» Activity:
Give back only the line containing "Report one dot per instance of the license" and every line after it through the end of the data below, transcribed exactly.
------ Records for the exercise
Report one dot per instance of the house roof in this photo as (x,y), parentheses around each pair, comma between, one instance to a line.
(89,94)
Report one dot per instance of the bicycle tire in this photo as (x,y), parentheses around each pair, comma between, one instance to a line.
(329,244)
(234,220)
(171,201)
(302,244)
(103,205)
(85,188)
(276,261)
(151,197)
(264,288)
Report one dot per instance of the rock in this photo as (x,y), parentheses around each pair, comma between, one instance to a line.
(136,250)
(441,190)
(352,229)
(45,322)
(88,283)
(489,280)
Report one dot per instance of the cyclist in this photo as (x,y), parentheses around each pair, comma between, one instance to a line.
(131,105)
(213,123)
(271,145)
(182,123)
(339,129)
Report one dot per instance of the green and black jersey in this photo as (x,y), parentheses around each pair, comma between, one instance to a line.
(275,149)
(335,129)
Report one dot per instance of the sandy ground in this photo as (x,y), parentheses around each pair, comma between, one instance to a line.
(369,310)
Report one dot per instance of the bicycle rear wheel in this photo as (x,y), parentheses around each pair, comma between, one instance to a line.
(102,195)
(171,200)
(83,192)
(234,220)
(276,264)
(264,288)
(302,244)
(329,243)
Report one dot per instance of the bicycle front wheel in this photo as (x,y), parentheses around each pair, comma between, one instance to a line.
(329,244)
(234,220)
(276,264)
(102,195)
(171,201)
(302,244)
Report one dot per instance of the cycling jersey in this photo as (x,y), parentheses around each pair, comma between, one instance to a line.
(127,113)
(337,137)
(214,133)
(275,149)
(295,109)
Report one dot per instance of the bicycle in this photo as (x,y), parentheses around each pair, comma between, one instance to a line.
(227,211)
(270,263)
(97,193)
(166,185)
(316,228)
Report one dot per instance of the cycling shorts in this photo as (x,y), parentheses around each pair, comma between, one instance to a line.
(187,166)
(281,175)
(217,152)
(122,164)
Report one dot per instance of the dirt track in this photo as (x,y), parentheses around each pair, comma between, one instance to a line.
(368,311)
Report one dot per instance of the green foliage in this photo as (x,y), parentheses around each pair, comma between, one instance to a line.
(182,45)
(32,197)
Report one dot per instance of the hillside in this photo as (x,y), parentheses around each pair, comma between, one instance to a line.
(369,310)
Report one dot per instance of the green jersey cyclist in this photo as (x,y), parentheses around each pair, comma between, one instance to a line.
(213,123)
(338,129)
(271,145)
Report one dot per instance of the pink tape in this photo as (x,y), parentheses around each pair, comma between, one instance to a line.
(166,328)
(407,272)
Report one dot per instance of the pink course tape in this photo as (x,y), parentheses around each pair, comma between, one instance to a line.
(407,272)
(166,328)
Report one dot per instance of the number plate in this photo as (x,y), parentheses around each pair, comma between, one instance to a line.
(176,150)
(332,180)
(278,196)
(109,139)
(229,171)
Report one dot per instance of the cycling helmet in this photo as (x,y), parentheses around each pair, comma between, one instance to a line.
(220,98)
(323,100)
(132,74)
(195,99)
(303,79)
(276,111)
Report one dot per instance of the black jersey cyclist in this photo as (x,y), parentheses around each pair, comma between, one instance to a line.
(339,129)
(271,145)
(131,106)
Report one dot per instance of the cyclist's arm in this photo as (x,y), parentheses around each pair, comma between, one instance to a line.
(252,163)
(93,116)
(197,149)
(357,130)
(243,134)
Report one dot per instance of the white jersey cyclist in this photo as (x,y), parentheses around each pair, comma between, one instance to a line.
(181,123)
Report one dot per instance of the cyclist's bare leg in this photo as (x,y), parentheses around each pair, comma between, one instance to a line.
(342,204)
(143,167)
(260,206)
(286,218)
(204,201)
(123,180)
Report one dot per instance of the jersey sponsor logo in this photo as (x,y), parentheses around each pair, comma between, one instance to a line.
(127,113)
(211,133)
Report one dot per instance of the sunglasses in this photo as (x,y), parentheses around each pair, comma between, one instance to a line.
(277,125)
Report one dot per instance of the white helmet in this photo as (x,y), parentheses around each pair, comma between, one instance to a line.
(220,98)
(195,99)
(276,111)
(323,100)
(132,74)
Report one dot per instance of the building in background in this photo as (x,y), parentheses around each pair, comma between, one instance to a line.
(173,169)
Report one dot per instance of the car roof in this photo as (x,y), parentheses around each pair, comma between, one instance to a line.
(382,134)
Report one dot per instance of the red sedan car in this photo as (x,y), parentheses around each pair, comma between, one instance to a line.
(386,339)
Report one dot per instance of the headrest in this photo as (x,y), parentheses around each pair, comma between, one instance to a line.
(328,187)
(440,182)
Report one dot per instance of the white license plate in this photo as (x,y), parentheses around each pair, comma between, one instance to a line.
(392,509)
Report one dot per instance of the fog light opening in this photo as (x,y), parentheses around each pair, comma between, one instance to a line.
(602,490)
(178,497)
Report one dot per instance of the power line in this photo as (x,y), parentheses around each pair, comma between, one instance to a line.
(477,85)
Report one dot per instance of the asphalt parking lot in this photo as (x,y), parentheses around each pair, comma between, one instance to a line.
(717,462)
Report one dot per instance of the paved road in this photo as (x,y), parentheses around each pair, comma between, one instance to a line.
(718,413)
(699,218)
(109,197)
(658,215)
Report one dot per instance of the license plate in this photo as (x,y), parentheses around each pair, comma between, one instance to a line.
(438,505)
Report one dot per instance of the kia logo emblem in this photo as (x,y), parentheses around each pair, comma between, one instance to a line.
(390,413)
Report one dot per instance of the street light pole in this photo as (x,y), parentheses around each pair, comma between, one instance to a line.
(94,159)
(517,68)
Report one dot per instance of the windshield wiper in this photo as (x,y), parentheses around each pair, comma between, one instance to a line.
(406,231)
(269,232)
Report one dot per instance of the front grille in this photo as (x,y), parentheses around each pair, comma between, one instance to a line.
------------
» Answer to the exercise:
Report one dot per instance of the license plate in this photo as (x,y), parentheses around each pair, comma between, one instance to a line.
(438,505)
Report one dot per instance of the kia logo emblem in this photo as (x,y), parentheses around each pair, comma between, one instance to a line.
(390,413)
Report one dot per instance of the street light pole in this photo as (x,y), parentheses around each pair, comma between, one instance to a line.
(94,159)
(517,68)
Report one dot per instance of the windshield wiper in this photo as (x,y), parentheses around each pair, comma between, one instance to a line.
(406,231)
(269,232)
Report one dot per instance of the front grille in this photo as (x,y), parentheses around each pair, comma between, one instance to a line.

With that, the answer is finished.